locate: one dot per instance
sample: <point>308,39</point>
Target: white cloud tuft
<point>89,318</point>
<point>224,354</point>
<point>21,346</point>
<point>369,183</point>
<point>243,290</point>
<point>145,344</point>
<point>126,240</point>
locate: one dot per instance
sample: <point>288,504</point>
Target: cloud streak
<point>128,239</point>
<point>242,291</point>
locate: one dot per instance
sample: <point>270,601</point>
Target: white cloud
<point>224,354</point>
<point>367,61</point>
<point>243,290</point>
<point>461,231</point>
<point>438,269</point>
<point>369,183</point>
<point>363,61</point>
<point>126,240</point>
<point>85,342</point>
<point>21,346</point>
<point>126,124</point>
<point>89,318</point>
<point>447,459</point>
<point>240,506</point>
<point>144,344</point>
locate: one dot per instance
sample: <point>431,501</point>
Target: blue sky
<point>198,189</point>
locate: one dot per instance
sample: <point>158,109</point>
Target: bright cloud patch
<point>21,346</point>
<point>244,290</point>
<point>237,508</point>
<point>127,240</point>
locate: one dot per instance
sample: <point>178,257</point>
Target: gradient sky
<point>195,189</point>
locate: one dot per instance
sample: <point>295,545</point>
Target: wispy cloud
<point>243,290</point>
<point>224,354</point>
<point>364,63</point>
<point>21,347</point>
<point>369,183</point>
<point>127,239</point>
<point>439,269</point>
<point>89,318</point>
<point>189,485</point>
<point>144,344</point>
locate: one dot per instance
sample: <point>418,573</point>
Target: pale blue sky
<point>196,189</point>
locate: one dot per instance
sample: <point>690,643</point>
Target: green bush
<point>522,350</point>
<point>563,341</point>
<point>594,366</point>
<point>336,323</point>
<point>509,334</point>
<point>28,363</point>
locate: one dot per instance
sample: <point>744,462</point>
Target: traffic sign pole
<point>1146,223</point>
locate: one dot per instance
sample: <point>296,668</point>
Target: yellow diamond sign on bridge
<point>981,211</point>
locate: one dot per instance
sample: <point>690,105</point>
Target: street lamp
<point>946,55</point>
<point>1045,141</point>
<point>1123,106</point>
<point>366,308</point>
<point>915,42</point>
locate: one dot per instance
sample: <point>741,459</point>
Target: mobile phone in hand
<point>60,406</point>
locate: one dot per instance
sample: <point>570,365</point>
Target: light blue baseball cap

-------------------------

• Problem details: Beginning at the opening line of the data, transcribe each line exactly until you reach the line with "sample: <point>288,504</point>", which you also include, and go no further.

• Answer to the problem:
locate: one dot per instance
sample: <point>308,39</point>
Target: white cloud tuft
<point>89,318</point>
<point>224,354</point>
<point>21,346</point>
<point>369,183</point>
<point>243,290</point>
<point>145,344</point>
<point>126,240</point>
locate: one dot per instance
sample: <point>288,504</point>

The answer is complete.